#### [Action item]
Return nothing but the lines from the line containing "Target: white sign on wall" through the last line of the records, reproduced exactly.
═══ Dataset excerpts ═══
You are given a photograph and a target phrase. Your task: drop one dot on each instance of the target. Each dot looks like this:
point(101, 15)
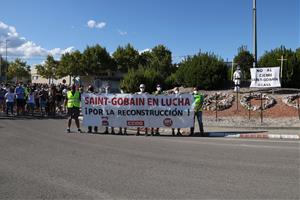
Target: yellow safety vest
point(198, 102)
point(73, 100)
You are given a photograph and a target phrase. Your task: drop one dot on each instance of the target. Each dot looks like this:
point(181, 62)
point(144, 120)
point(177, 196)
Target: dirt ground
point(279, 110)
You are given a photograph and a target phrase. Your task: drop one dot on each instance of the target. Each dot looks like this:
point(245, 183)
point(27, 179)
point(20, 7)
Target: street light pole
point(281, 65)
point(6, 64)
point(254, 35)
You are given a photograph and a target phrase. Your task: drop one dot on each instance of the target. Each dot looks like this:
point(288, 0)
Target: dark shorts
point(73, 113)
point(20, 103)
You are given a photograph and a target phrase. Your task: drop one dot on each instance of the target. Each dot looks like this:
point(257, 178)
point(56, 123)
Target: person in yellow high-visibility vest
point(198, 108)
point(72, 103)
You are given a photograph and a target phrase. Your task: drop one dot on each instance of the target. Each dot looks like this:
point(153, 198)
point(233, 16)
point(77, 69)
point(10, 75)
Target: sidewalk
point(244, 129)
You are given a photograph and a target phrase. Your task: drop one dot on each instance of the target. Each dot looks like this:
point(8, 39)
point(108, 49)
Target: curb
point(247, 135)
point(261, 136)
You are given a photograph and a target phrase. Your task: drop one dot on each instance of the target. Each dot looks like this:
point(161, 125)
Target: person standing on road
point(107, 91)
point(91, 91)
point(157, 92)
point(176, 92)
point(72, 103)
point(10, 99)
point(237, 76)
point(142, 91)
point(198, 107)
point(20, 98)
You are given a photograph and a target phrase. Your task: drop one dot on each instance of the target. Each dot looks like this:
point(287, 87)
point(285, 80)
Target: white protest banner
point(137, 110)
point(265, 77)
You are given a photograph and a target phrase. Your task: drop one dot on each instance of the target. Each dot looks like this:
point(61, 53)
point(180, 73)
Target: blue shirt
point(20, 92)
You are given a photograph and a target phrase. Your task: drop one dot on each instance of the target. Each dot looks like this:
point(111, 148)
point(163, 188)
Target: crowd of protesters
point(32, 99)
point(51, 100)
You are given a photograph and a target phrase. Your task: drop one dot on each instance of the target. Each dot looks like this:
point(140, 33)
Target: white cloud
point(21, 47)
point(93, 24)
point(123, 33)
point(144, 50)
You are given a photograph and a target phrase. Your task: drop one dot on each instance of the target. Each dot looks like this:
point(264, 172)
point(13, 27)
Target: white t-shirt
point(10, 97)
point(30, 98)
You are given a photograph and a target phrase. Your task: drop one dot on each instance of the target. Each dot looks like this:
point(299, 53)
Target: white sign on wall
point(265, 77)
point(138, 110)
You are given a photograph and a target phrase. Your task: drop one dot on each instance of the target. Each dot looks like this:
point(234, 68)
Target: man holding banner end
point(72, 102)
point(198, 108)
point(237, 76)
═══
#### [Exercise solution]
Target: white sign on wall
point(265, 77)
point(138, 110)
You are given a photograph and a target phrase. Your task: drop one dot on each instance of the target. Each dot looks like this:
point(234, 68)
Target: man holding banner end
point(72, 102)
point(198, 108)
point(237, 76)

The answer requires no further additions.